JOB 1: Reproduce the passage on the judgment seat of Christ word for word, starting with "Tuesday, October 17, 2017" and going on through "(2 Corinthians 5:10).".

PROVIDED TEXT:
Tuesday, October 17, 2017


We are quick to blame and quick to take credit. We are at the same time critical of others and defensive before our critics. We forget that there is coming a day when God will expose everything done or thought by Christians. All will be laid bare, the blame and the credit. Even our inner motives will be revealed on that day. Paul wrote, "We must all appear before the judgment seat of Christ" (2 Corinthians 5:10).

"We must" translates the verb "it is necessary" (δεῖ). The verb denotes compulsion of any kind but particularly emphasizes a sense of divine destiny (BAGD, p.172). We are destined to appear before the judgment seat of Christ. There are no exceptions. It is necessary for all of us (τοὺς πάντας ἡμᾶς) to face Christ's evaluation. The grammatical construction treats individuals as part of the whole (Blass/Debrunner, Grammar, p.144). Each Christian faces judgment as part of the whole church being judged.

JOB 2: Output as a numbered list only the lines of the listing, starting with the line with "Task: point out the dried seed" and going on through the line with "[[394, 265]]". Omit blank lines, and leave the pictures out.

SUPPLIED INFORMATION:

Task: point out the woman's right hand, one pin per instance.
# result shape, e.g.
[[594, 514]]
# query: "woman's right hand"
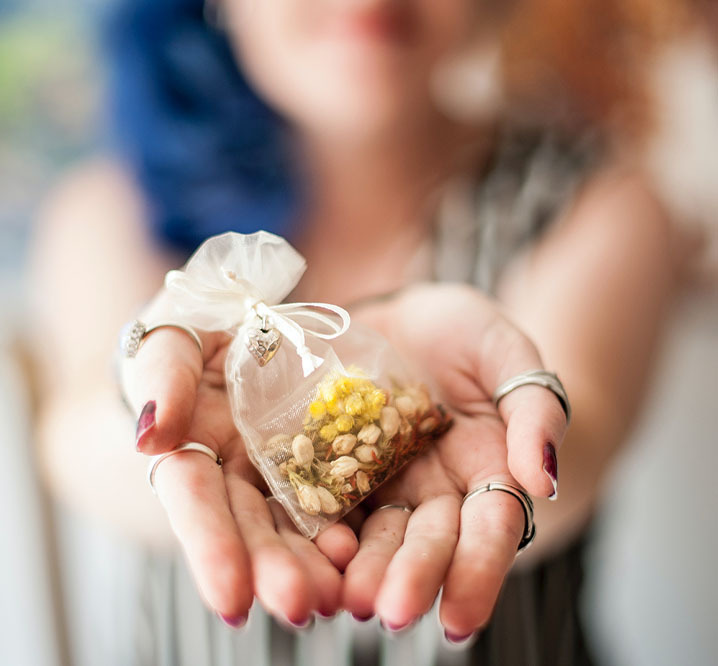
[[238, 545]]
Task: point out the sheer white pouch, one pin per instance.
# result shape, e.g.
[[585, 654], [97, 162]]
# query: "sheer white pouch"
[[325, 407]]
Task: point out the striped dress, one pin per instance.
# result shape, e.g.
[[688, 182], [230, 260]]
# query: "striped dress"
[[125, 606]]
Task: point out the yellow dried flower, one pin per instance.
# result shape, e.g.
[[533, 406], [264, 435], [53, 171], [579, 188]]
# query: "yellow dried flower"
[[344, 385], [328, 432], [344, 423], [376, 399], [354, 404], [317, 409]]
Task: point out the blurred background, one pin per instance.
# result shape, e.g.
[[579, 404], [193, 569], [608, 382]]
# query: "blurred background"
[[653, 592]]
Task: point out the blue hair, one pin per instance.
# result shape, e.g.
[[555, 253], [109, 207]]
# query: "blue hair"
[[210, 155]]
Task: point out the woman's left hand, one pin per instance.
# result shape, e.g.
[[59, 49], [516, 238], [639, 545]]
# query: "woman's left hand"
[[468, 348]]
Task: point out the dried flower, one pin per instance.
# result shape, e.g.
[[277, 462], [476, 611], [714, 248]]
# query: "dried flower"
[[328, 432], [308, 497], [317, 409], [344, 423], [369, 434], [344, 444], [389, 421], [327, 501], [345, 466], [303, 450], [366, 453], [276, 445], [363, 482], [354, 404]]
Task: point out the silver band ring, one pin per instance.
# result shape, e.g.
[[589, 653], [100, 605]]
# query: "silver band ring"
[[136, 332], [187, 446], [543, 378], [393, 506], [526, 504]]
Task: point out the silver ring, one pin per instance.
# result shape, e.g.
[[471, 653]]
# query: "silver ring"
[[526, 504], [136, 331], [187, 446], [393, 506], [543, 378]]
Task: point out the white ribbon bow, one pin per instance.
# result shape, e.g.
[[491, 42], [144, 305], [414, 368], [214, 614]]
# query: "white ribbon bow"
[[223, 284]]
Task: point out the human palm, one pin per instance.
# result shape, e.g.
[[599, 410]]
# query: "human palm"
[[239, 545]]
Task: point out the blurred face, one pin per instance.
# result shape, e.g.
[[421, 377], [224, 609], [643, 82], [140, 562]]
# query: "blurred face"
[[356, 67]]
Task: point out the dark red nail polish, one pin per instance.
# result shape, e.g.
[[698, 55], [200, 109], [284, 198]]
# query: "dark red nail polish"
[[394, 628], [550, 466], [363, 618], [456, 639], [145, 422], [234, 622]]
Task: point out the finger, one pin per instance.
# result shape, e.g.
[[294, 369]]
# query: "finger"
[[326, 580], [281, 582], [492, 525], [338, 543], [535, 420], [381, 536], [417, 570], [191, 488]]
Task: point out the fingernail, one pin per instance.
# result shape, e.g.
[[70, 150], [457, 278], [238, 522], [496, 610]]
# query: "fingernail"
[[145, 422], [301, 625], [394, 628], [363, 618], [234, 622], [550, 466], [456, 639]]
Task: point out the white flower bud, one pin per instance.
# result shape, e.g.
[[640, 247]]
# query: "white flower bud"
[[363, 482], [303, 450], [406, 406], [327, 501], [344, 466], [369, 433], [344, 444], [366, 453], [309, 499], [389, 421]]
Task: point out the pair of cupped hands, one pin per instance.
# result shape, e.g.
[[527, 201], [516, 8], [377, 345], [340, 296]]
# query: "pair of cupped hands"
[[390, 563]]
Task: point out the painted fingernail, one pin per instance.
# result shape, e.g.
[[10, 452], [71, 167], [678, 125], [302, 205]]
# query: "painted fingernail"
[[145, 423], [363, 618], [550, 466], [457, 639], [235, 622], [394, 628]]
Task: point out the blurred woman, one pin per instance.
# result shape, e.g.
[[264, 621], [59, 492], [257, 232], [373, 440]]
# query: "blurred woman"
[[392, 143]]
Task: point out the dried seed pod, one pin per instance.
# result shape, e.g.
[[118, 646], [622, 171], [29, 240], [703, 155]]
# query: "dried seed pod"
[[344, 444], [327, 501], [366, 453], [345, 466], [389, 421], [406, 406], [363, 482], [309, 499], [369, 433], [303, 450], [429, 424]]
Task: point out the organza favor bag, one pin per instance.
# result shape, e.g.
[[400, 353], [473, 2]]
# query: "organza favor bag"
[[325, 407]]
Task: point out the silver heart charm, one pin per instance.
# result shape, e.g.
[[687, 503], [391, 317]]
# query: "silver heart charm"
[[263, 344]]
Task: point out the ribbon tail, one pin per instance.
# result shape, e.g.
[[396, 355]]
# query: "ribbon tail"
[[310, 362]]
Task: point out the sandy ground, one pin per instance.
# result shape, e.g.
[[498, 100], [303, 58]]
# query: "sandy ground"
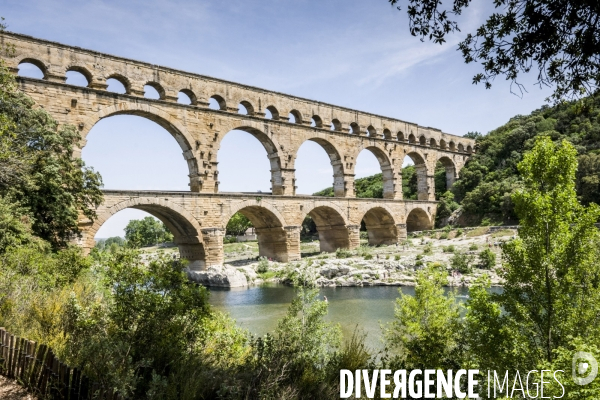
[[10, 390]]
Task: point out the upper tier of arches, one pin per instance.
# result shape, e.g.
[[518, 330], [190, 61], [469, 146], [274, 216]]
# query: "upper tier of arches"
[[54, 60]]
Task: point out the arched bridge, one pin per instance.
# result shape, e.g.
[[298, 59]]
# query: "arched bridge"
[[281, 122], [198, 220]]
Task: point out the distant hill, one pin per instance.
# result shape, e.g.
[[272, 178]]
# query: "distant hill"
[[490, 176]]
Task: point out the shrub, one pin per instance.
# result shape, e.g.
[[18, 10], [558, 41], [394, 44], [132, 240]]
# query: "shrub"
[[263, 265], [448, 249], [487, 259], [363, 251], [482, 230], [428, 249], [343, 253], [461, 262]]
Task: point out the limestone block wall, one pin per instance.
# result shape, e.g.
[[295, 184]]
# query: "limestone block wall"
[[198, 220], [343, 133]]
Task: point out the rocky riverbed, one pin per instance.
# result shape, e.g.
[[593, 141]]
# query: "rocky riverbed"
[[394, 265]]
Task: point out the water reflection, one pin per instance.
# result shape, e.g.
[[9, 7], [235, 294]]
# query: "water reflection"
[[259, 308]]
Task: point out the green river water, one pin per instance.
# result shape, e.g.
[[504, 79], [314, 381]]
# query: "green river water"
[[258, 308]]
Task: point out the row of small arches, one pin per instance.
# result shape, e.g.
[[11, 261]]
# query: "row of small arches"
[[116, 83]]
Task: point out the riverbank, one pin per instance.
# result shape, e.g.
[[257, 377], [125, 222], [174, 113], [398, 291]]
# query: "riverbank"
[[393, 265], [388, 265]]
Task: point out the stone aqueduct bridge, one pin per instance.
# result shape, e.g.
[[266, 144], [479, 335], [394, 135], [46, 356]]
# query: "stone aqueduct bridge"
[[198, 218]]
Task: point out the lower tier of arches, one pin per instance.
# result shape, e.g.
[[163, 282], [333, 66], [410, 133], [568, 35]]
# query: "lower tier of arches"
[[198, 221]]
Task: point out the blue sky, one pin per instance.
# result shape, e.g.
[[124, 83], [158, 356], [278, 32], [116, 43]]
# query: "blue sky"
[[354, 53]]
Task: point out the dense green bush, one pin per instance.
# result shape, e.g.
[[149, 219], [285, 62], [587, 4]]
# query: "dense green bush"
[[487, 259], [462, 262]]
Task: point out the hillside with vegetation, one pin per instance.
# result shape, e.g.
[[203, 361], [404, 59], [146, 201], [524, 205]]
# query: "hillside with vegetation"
[[487, 181]]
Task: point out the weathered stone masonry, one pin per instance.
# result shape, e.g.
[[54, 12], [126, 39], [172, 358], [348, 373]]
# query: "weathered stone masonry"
[[198, 218]]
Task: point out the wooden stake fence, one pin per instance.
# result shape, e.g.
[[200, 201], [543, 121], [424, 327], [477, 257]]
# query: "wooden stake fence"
[[37, 369]]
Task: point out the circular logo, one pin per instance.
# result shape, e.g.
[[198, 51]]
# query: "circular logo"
[[585, 368]]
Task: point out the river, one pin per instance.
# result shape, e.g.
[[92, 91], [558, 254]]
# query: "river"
[[258, 308]]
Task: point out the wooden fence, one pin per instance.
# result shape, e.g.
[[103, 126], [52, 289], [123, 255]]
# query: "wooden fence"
[[37, 369]]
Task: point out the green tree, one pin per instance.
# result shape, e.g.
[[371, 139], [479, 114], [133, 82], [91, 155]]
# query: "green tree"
[[551, 272], [238, 224], [426, 331], [39, 173], [551, 276], [146, 232], [558, 37]]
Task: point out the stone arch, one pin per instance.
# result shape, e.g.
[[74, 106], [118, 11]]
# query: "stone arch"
[[337, 164], [37, 63], [123, 80], [248, 106], [191, 95], [418, 220], [317, 121], [381, 226], [336, 125], [387, 170], [158, 87], [83, 71], [421, 171], [163, 119], [181, 223], [297, 116], [450, 170], [220, 101], [331, 226], [270, 229], [371, 132], [274, 113], [278, 181], [276, 218]]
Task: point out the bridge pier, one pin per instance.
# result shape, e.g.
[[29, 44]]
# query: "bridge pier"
[[332, 238], [382, 234], [213, 246], [353, 236], [279, 243]]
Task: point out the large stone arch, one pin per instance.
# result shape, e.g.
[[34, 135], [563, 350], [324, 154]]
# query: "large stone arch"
[[275, 240], [281, 179], [254, 203], [163, 119], [331, 225], [182, 224], [381, 225], [418, 220], [450, 166], [337, 164], [423, 178], [387, 170]]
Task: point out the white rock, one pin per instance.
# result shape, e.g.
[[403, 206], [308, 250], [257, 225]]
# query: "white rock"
[[220, 276]]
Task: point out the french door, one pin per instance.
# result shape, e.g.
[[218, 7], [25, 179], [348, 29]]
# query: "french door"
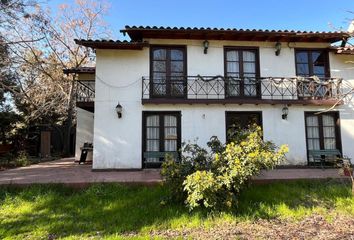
[[161, 134], [322, 131]]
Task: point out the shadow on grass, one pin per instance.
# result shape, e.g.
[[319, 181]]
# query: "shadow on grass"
[[113, 209]]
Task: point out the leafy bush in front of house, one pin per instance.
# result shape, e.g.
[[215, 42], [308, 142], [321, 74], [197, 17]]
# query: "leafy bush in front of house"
[[213, 179]]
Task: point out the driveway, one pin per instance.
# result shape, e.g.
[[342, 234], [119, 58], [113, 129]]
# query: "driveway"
[[66, 171]]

EXERCISE RESPONSE 1:
Tuesday, October 17, 2017


We are quick to blame and quick to take credit. We are at the same time critical of others and defensive before our critics. We forget that there is coming a day when God will expose everything done or thought by Christians. All will be laid bare, the blame and the credit. Even our inner motives will be revealed on that day. Paul wrote, "We must all appear before the judgment seat of Christ" (2 Corinthians 5:10).

EXERCISE RESPONSE 2:
1. Task: point out the dried seed pod, one pin per instance.
2. # result shape, e.g.
3. [[118, 646], [622, 171], [29, 240], [703, 155]]
4. # query: "dried seed pod"
5. [[344, 444], [327, 501], [366, 453], [345, 466], [389, 421], [406, 406], [363, 482], [309, 499], [369, 433], [303, 450], [429, 424]]
6. Task: point out the organza favor bag, one pin per instance.
7. # result shape, e.g.
8. [[400, 353], [473, 2]]
9. # query: "organza favor bag"
10. [[325, 407]]
11. Task: point out the silver heart charm, one pin per instance.
12. # result shape, e.g.
13. [[687, 503], [391, 317]]
14. # query: "silver heart charm"
15. [[263, 344]]
16. Task: point out the ribbon tail, one pin per instance.
17. # result shape, e.g.
18. [[396, 355]]
19. # query: "ribbon tail"
20. [[310, 362]]
21. Task: point out the sandy ground, one pin per instance.
22. # result shape, e.g.
23. [[498, 100], [303, 58]]
24. # query: "sandy ground"
25. [[10, 390]]
26. Task: point out the upper tier of arches, one pin per instance.
27. # result shape, e.g.
28. [[518, 330], [190, 61], [469, 146], [274, 216]]
29. # query: "upper tier of arches"
30. [[54, 60]]
31. Task: point out the arched bridge, one pin per instance.
32. # result shape, e.g.
33. [[298, 59]]
34. # query: "arched bridge"
35. [[281, 122], [198, 220]]
36. Task: point out the distant hill, one pin per instance.
37. # result shape, e.g.
38. [[272, 178]]
39. # query: "distant hill"
40. [[490, 176]]
41. Task: point out the shrub, one pin per instance.
42. # result shape, e.g.
43. [[18, 10], [558, 41], [394, 44], [132, 240]]
44. # query: "shrub"
45. [[263, 265], [448, 249], [487, 259], [363, 251], [482, 230], [428, 249], [343, 253], [461, 262]]
46. Task: point out the limestone block wall, one pin per instance.
47. # result shape, e.g.
48. [[295, 184]]
49. # query: "limestone block wall"
50. [[198, 220], [343, 133]]
51. Task: point out the rocky riverbed, one pin per instance.
52. # result shape, e.g.
53. [[593, 141]]
54. # query: "rocky riverbed"
55. [[394, 265]]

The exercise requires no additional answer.